Labeled shape records:
%%
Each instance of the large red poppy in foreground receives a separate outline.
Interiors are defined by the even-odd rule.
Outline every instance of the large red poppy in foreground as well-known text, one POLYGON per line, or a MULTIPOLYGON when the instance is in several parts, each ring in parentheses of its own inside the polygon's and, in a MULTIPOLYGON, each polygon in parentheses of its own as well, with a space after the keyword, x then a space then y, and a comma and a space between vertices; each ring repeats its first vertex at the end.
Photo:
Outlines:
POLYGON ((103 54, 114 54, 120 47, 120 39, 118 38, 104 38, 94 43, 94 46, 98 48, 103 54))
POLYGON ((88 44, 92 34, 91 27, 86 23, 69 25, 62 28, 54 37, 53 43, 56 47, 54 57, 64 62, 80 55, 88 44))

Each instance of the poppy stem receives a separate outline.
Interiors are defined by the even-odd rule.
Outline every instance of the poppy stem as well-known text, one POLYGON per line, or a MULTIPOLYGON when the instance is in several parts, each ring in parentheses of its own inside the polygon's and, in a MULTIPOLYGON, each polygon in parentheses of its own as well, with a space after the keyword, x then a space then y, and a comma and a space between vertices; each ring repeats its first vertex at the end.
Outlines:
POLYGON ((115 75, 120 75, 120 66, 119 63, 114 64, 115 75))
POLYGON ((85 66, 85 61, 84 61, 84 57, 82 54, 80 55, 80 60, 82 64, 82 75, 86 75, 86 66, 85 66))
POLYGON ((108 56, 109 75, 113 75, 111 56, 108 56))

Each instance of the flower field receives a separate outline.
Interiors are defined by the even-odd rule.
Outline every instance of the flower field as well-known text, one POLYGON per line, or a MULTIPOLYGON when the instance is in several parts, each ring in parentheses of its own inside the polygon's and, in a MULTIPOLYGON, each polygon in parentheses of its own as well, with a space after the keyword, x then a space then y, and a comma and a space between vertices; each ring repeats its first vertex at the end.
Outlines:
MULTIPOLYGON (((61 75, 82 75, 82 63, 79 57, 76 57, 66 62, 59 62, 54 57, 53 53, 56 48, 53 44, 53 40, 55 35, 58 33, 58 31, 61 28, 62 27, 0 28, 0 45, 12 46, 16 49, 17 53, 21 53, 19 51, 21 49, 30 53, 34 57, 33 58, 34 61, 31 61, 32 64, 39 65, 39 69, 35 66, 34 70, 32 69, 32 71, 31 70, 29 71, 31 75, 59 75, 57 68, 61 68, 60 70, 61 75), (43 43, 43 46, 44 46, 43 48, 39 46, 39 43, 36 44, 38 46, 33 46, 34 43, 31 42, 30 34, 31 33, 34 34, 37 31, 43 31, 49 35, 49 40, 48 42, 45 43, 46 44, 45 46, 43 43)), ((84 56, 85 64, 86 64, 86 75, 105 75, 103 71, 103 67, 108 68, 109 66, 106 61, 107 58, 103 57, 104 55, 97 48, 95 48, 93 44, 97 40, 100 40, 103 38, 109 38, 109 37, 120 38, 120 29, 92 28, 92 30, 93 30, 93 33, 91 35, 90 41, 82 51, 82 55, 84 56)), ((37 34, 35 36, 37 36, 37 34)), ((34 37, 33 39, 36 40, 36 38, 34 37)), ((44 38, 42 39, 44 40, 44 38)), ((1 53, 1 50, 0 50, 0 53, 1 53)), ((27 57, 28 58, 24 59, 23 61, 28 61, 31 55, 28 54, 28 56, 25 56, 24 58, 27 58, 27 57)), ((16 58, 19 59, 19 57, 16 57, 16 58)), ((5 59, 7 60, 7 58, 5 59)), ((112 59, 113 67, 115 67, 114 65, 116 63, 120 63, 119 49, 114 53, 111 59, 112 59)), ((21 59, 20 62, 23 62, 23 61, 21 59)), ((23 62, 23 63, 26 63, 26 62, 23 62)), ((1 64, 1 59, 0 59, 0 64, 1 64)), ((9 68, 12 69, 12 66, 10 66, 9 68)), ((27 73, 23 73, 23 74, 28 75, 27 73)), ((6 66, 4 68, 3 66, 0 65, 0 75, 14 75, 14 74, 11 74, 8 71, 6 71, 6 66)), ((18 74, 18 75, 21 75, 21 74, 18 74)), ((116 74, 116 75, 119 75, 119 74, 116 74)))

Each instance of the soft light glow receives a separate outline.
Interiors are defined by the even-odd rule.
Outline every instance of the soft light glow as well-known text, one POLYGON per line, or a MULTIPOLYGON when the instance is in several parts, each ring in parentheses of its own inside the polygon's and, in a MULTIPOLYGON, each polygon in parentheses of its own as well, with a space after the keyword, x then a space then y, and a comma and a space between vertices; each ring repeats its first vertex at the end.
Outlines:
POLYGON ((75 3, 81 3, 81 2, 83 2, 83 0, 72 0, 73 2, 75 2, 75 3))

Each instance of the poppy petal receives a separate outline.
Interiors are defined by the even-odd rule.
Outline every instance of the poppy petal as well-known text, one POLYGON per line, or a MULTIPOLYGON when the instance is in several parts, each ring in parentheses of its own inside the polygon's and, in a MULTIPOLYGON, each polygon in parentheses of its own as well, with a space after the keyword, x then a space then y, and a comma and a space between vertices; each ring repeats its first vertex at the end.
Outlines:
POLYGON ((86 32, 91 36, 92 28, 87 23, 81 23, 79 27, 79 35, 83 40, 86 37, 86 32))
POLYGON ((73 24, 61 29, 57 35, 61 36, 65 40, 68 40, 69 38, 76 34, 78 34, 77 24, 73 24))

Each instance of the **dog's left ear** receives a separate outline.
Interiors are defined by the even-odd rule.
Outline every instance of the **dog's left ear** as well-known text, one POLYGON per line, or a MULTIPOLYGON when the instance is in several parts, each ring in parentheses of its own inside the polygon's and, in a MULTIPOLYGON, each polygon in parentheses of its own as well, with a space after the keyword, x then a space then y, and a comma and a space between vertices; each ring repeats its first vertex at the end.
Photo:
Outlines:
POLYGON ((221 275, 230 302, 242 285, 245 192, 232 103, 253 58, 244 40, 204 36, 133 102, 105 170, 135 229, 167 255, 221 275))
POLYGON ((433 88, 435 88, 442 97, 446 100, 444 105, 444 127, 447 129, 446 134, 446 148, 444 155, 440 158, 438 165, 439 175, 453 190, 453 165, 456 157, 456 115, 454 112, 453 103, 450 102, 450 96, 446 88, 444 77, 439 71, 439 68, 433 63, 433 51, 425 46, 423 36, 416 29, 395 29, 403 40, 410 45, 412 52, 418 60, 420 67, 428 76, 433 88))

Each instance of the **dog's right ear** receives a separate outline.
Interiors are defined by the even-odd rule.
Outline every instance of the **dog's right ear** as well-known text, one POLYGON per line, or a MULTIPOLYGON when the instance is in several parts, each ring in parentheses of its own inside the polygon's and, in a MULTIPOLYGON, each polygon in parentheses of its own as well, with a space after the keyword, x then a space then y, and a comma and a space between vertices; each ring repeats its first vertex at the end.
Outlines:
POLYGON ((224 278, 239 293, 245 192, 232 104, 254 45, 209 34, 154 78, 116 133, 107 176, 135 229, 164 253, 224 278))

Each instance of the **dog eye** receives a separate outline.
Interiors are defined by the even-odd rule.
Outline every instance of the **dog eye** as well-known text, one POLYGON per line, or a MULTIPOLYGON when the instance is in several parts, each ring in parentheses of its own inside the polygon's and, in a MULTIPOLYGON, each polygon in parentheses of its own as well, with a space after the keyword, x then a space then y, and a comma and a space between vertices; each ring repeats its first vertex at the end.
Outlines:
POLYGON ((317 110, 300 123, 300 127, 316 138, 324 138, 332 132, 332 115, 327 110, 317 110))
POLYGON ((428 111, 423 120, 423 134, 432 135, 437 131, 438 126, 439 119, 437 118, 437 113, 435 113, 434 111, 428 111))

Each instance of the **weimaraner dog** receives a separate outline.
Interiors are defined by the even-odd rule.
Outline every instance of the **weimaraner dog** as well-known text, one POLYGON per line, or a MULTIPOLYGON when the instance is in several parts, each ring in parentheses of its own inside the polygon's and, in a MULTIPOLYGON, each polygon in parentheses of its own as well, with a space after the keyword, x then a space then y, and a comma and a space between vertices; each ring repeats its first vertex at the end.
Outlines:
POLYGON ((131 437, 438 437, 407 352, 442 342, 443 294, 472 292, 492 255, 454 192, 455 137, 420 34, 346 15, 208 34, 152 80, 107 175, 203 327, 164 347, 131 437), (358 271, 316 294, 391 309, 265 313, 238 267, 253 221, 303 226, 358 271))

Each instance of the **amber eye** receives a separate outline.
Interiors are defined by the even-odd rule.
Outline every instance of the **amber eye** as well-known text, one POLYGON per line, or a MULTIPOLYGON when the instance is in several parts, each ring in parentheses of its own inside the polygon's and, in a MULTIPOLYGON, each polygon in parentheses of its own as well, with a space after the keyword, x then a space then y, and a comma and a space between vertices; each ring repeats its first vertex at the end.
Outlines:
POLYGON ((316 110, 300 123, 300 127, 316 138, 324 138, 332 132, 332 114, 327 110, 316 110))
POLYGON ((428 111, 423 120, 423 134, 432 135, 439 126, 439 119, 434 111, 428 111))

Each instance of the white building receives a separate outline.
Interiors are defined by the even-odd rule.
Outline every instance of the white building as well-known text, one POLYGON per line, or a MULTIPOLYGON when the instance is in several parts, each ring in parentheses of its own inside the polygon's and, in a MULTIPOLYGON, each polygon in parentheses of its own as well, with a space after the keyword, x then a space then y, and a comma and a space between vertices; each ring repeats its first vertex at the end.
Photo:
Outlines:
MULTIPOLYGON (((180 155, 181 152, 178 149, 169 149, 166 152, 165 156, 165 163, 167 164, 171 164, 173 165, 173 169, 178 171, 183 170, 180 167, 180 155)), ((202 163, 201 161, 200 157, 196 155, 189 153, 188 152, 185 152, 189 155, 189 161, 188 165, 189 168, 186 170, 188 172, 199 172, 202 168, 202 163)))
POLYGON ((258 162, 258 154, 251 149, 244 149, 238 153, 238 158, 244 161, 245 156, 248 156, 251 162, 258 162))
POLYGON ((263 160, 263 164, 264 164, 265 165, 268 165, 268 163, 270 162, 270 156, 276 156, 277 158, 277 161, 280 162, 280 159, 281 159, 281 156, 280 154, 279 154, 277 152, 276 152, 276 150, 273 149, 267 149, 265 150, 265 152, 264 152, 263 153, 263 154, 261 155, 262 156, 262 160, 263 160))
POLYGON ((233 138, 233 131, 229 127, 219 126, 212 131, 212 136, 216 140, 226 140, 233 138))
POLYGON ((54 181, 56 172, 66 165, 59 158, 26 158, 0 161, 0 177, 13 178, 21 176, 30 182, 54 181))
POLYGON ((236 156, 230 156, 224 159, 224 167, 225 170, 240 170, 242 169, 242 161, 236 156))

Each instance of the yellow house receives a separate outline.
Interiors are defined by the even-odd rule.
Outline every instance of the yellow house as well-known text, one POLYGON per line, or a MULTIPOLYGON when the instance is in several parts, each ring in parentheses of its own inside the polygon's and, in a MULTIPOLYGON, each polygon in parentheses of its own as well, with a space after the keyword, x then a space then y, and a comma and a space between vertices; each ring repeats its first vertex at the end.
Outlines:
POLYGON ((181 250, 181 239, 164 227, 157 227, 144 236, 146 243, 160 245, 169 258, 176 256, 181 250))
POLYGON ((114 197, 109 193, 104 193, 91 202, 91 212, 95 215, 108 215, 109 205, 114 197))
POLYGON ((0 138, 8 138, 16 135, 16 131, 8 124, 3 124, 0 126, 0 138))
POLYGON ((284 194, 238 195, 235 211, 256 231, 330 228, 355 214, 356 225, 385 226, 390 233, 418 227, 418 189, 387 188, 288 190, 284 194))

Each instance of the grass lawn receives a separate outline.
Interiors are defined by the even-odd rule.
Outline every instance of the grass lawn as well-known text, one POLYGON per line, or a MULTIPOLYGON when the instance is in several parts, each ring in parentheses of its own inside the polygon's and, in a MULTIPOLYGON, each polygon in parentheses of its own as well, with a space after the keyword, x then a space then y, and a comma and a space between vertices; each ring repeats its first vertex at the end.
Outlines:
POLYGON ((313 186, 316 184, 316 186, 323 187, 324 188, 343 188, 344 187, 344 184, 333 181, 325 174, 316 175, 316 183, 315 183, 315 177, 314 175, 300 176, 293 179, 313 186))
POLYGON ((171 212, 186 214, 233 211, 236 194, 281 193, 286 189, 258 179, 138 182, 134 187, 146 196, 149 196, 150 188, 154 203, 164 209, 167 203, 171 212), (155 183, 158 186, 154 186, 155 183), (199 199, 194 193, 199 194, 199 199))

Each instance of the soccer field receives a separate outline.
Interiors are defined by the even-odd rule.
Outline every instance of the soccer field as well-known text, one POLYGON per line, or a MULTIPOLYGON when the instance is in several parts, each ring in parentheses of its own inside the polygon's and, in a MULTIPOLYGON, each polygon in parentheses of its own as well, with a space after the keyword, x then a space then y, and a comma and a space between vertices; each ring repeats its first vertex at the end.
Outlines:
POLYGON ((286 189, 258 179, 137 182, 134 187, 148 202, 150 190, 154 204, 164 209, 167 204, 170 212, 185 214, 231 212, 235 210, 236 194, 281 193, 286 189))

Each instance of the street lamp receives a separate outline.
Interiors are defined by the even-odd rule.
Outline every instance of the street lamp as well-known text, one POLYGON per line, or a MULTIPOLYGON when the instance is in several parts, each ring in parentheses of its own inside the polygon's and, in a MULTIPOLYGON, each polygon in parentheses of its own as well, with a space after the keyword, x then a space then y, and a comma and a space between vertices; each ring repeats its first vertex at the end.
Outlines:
%%
### What you have to do
Copy out, without any change, everything in the records above from the line containing "Each instance of the **weimaraner" down to the line containing "POLYGON ((428 111, 423 120, 423 134, 432 135, 439", including both of those lines.

### Task response
Each instance of the **weimaraner dog** receives a separate outline.
Interiors are defined by the even-odd rule.
Outline every instance of the **weimaraner dog** as well-known text, one POLYGON per line, or a MULTIPOLYGON when the instance is in several parts, each ring in parentheses of its own inside the polygon's and, in a MULTIPOLYGON, each polygon in parentheses of its own as well, with a space after the keyword, x then a space then y, and a comma and a space between vertices; each ring repeats its first vertex at the end.
Outlines:
POLYGON ((131 437, 438 437, 407 352, 442 342, 443 294, 472 292, 492 255, 454 192, 455 137, 420 34, 346 15, 208 34, 152 80, 107 175, 203 327, 164 347, 131 437), (358 271, 316 294, 391 309, 265 313, 238 267, 253 221, 303 226, 358 271))

Each instance of the **amber eye** receives a separate outline.
Interiors are defined by the even-odd rule.
Outline every instance of the **amber eye** as well-known text, one POLYGON per line, or a MULTIPOLYGON when the instance is in several parts, each ring in parentheses of its own inside the polygon's and, in a MULTIPOLYGON, each polygon in parentheses of its own as well, with a space after the keyword, x then a space then y, and a comma and a space between vertices; each ring repeats its first vertex at the end.
Outlines:
POLYGON ((316 110, 300 123, 300 127, 316 138, 324 138, 332 132, 332 114, 327 110, 316 110))
POLYGON ((428 111, 423 120, 423 134, 432 135, 439 126, 439 119, 434 111, 428 111))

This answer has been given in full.